Re: PGs down

[Date Prev][Date Next][Thread Prev][Thread Next][Date Index][Thread Index]

 



Sorry for the delay, Igor; answers inline.

On Mon, Dec 14, 2020 at 2:09 AM Igor Fedotov <ifedotov@xxxxxxx> wrote:

> Hi Jeremy,
>
> I think you lost the data for OSD.11 & .12  I'm not aware of any reliable
> enough way to recover RocksDB from this sort of errors.
>
> Theoretically you might want to disable auto compaction for RocksDB for
> these daemons and try to bring then up and attempt to drain the data out of
> them to different OSDs then. As currently the log you shared shows error
> during compaction there is some chance that during regular operation OSD
> wouldn't need broken data (at least for some time). In fact I've never
> heard someone tried this approach so this would be a pretty cutting edge
> investigation...
>
Will attempt to disable compaction and report.

> Honestly the chance of 100% success is pretty low but some additional data
> might be saved.
>
>
> Back to DB corruption root causes itself.
>
> As it looks like we have some data consistency issues with RocksDB in the
> latest Octopus and Nautilus releases I'm currently trying to collect the
> stats for the known cases. Hence I'd highly appreciate if you answer the
> following questions
>
> 1) Have I got this properly that hardware issue happened to the same node
> where OSD.11 & .12 are located? Or they are at a different one but crashed
> after hardware failure happened to that node and were unable to start since
> then?
>
Hardware failure happened on the node housing osd.11 and osd.12. There has
been intermittent OSD stability issues on other nodes, but no hardware
failure, and nothing unrecoverable.

> 2) If they're at the same node - do they have standalone DB/WAL volumes?
> If so have you checked them for hardware failures as well?
>

They had a separate DB/WAL on a shared SSD; my first suspicion was that as
a shared failure point, but have found no evidence of I/O issues to the SSD.

> 3) Not sure if it makes sense but just in case - have you checked dmesg
> output for any disk errors as well?
>
I had, which is why I became aware of the SATA failure.

> 4) Haven't you performed Ceph upgrade recently. Or more generally - was
> the cluster deployed with the current Ceph version or it was an earlier one?
>
Cluster deployed with 14.2.9, IIRC; was likely at 14.2.11 when initial
failure occured.

++++++++++++++++++++

» Work instructions
a: Can you return the passage of the PGs down thread that begins at the words "They had a separate" and stops after "the SATA failure."?
b: Which Ceph release names and version numbers does the PGs down thread mention?
c: Could you continue the PGs down thread from the point at which the text stops?

++++++++++++++++++++

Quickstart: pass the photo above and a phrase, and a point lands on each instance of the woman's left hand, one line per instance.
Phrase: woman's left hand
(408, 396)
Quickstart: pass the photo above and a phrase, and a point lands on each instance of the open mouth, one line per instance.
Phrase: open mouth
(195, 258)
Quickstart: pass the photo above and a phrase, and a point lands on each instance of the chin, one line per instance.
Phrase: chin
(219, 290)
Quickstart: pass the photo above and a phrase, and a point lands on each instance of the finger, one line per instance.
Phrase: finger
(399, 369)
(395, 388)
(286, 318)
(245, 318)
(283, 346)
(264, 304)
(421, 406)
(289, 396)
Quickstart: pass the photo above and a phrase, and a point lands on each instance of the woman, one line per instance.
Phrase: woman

++++++++++++++++++++

» Answers to the tasks
a:
They had a separate DB/WAL on a shared SSD; my first suspicion was that as
a shared failure point, but have found no evidence of I/O issues to the SSD.

> 3) Not sure if it makes sense but just in case - have you checked dmesg
> output for any disk errors as well?
>
I had, which is why I became aware of the SATA failure.

b: Octopus, Nautilus, 14.2.9, 14.2.11

c:
>
> Thanks,
>
> Igor
>
>
> On 12/14/2020 5:05 AM, Jeremy Austin wrote:
>
> OSD 12 looks much the same.I don't have logs back to the original date,
> but this looks very similar — db/sst corruption. The standard fsck
> approaches couldn't fix it. I believe it was a form of ATA failure — OSD 11
> and 12, if I recall correctly, did not actually experience
> SMARTD-reportable errors. (Essentially, fans died on an internal SATA
> enclosure. As the enclosure had no sensor mechanism, I didn't realize it
> until drive temps started to climb. I believe most of the drives survived
> OK, but the enclosure itself I ultimately had to completely bypass, even
> after replacing fans.)
>
> My assumption, once ceph fsck approaches failed, was that I'd need to mark
> 11 and 12 (and maybe 4) as lost, but I was reluctant to do so until I
> confirmed that I had absolutely lost data beyond recall.
>
> On Sat, Dec 12, 2020 at 10:24 PM Igor Fedotov <ifedotov@xxxxxxx> wrote:
>
>> Hi Jeremy,
>>
>> wondering what were the OSDs' logs when they crashed for the first time?
>>
>> And does OSD.12 reports the similar problem for now:
>>
>> 3> 2020-12-12 20:23:45.756 7f2d21404700 -1 rocksdb: submit_common error:
>> Corruption: block checksum mismatch: expected 3113305400, got 1242690251 in
>> db/000348.sst offset 47935290 size 4704 code = 2 Rocksdb transaction:
>>
>> ?
>>
>> Thanks,
>> Igor
>> On 12/13/2020 8:48 AM, Jeremy Austin wrote:
>>
>> I could use some input from more experienced folks…
>>
>> First time seeing this behavior. I've been running ceph in production
>> (replicated) since 2016 or earlier.
>>
>> This, however, is a small 3-node cluster for testing EC. Crush map rules
>> should sustain the loss of an entire node.
>> Here's the EC rule:
>>
>> rule cephfs425 { id 6 type erasure min_size 3 max_size 6 step
>> set_chooseleaf_tries 40 step set_choose_tries 400 step take default step
>> choose indep 3 type host step choose indep 2 type osd step emit }
>>
>>
>> I had actual hardware failure on one node. Interestingly, this appears to
>> have resulted in data loss. OSDs began to crash in a cascade on other nodes
>> (i.e., nodes with no known hardware failure). Not a low RAM problem.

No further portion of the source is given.